## DATASET ROWS
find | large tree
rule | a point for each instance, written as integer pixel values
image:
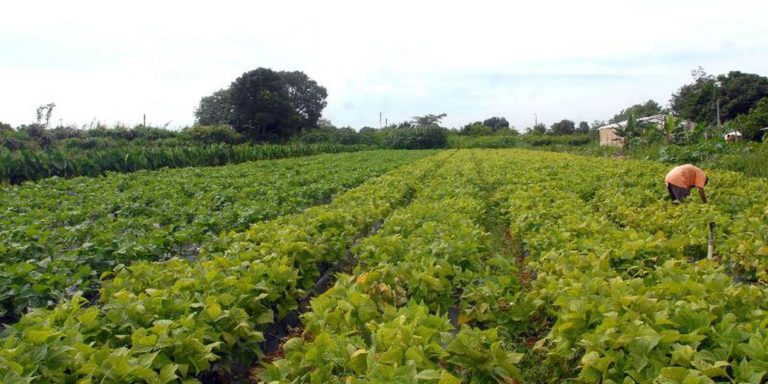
(306, 96)
(266, 105)
(737, 93)
(751, 124)
(496, 123)
(563, 127)
(215, 109)
(583, 127)
(649, 108)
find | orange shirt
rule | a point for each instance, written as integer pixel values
(686, 176)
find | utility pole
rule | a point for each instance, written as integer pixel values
(717, 102)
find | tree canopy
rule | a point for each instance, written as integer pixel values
(215, 109)
(563, 127)
(649, 108)
(496, 123)
(737, 92)
(266, 105)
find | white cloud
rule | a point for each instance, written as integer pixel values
(559, 59)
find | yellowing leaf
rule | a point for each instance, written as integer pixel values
(213, 310)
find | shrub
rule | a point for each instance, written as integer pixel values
(415, 138)
(214, 134)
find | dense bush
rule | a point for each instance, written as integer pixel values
(415, 138)
(21, 165)
(213, 134)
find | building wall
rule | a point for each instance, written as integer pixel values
(608, 137)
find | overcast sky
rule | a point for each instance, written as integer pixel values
(582, 60)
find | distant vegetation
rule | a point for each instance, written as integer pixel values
(270, 114)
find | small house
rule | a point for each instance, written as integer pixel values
(608, 134)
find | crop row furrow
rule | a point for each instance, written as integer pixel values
(172, 320)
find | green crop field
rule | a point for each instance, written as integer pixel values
(475, 266)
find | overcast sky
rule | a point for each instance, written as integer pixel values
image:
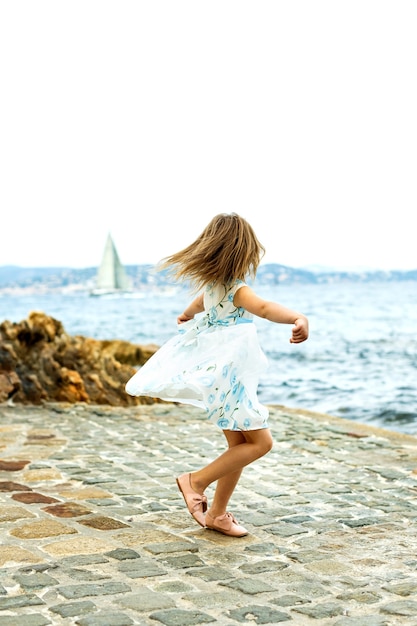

## WHAT IS EXPECTED
Pick out every line in the material that contains the word "crop" and copy each of those lines.

## EXERCISE RESULT
find | crop row furrow
find | green crop field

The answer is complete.